Object position labeling entries
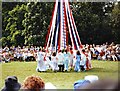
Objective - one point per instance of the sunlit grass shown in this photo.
(103, 69)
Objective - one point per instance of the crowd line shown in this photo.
(64, 59)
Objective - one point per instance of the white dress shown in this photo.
(54, 63)
(40, 62)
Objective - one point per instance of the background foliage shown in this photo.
(26, 23)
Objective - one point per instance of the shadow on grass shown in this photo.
(88, 71)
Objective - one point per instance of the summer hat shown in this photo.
(11, 84)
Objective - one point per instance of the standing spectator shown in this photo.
(77, 63)
(54, 60)
(60, 57)
(66, 59)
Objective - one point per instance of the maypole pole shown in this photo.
(62, 24)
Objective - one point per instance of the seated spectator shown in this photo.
(104, 85)
(11, 84)
(33, 83)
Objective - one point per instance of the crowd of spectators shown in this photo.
(25, 53)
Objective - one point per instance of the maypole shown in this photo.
(62, 24)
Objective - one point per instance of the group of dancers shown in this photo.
(64, 60)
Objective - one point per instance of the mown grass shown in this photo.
(103, 69)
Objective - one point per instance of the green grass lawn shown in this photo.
(103, 69)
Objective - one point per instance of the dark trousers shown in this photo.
(61, 67)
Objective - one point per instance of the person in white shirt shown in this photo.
(54, 62)
(60, 57)
(40, 61)
(83, 61)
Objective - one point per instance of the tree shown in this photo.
(12, 24)
(93, 26)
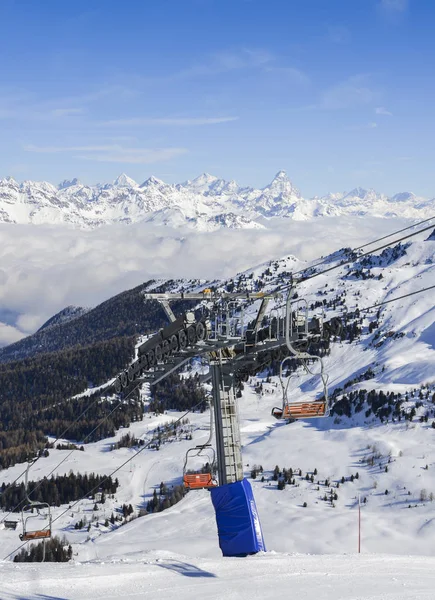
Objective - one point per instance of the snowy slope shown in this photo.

__TASK REQUIREMENTS__
Without including the pictures, reproduce all entries exactly.

__ANSWER__
Objective - one point per instance of the sunlit grass shown in this photo.
(103, 69)
Objective - one point per instance of the crowd line shown in this photo.
(64, 59)
Objective - one point per instance of the white dress shown in this photo.
(54, 63)
(40, 62)
Objective - one point per instance of the background foliage shown in this photo.
(26, 23)
Objective - one point per instance of the shadow on grass shown in this photo.
(88, 71)
Objective - one point per instance of the summer hat shown in this photo.
(11, 84)
Objective - one point per instance of the standing spectator shown in this photo.
(77, 63)
(54, 60)
(60, 57)
(66, 59)
Objective - one point per instance of the maypole pole shown in this photo.
(62, 24)
Objective - one point per instance of the seated spectator shown in this photo.
(104, 85)
(11, 84)
(33, 83)
Objective - one point per instance of the crowd of spectators shown in this photo.
(25, 53)
Objective - one point per instance of the maypole shown in this photo.
(62, 24)
Objective - one point per instance of the group of dancers shown in this photo.
(64, 60)
Objective - one point per instance of the mown grass shown in this photo.
(103, 69)
Objective - one point per instance of the green grass lawn shown in this photo.
(103, 69)
Objective - one point per instance of the dark trousers shown in this photo.
(61, 67)
Objective - one point per instance of the person in white shirt shown in this photo.
(54, 62)
(60, 57)
(40, 61)
(83, 61)
Objective - one point per instance of the tree shown in this photo.
(12, 24)
(93, 26)
Objective - one point per instance of the snowy slope shown in this photo.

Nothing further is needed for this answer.